*CONSIGNE*: Recopiez sans rien changer le passage du texte sur la protection des biotopes qui commence par « 11.         En adoptant » et se poursuit jusqu'à « 203 consid. 4b). ».

11.         En adoptant les art. 18 à 18d LPN, le législateur fédéral a conféré aux cantons le mandat de protéger les biotopes d'importance régionale et locale. Les cantons disposent dans l'accomplissement de cette tâche d'un véritable pouvoir d'appréciation. On observe à cet égard que le législateur fédéral n'a pas protégé les biotopes d'importance régionale et locale de façon générale, comme il l'a fait pour la forêt (art. 31 LFor, art. 1er et 24 ss OFor), mais qu'il s'est contenté de charger les cantons de veiller à leur protection (art. 18b LPN ; ATF 116 Ib 203 consid. 4b).

*LIGNES DE DONNÉES*:
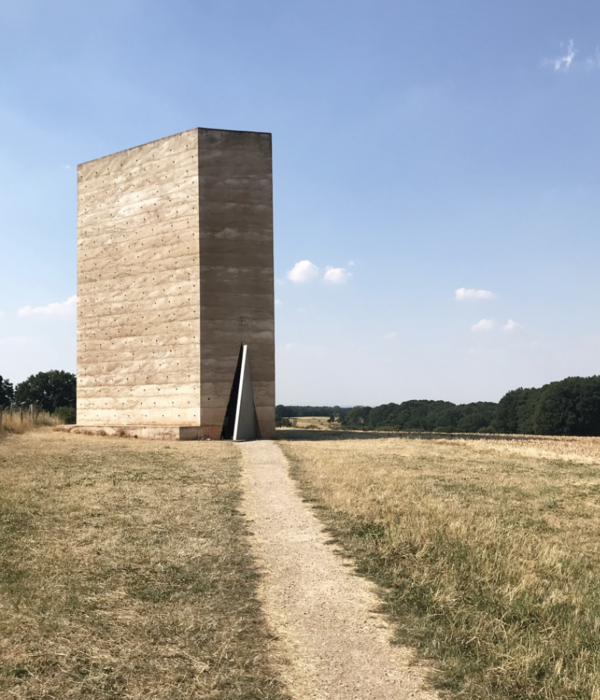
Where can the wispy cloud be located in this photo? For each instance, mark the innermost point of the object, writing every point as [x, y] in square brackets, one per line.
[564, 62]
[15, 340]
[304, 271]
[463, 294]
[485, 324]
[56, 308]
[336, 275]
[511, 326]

==

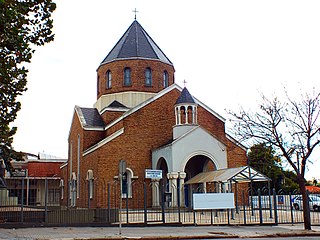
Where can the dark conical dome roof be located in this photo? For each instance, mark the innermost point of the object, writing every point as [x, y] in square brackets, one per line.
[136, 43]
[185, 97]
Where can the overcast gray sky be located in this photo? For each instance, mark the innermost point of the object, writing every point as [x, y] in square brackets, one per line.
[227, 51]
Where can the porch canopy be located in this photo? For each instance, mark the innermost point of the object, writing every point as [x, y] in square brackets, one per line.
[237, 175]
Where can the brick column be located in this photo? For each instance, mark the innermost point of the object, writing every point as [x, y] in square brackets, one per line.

--

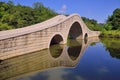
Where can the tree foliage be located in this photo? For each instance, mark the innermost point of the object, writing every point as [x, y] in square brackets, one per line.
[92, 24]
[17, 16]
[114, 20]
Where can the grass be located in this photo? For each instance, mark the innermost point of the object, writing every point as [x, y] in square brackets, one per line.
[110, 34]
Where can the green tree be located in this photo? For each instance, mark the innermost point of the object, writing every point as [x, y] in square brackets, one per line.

*RÉPONSE*:
11.         En adoptant les art. 18 à 18d LPN, le législateur fédéral a conféré aux cantons le mandat de protéger les biotopes d'importance régionale et locale. Les cantons disposent dans l'accomplissement de cette tâche d'un véritable pouvoir d'appréciation. On observe à cet égard que le législateur fédéral n'a pas protégé les biotopes d'importance régionale et locale de façon générale, comme il l'a fait pour la forêt (art. 31 LFor, art. 1er et 24 ss OFor), mais qu'il s'est contenté de charger les cantons de veiller à leur protection (art. 18b LPN ; ATF 116 Ib 203 consid. 4b).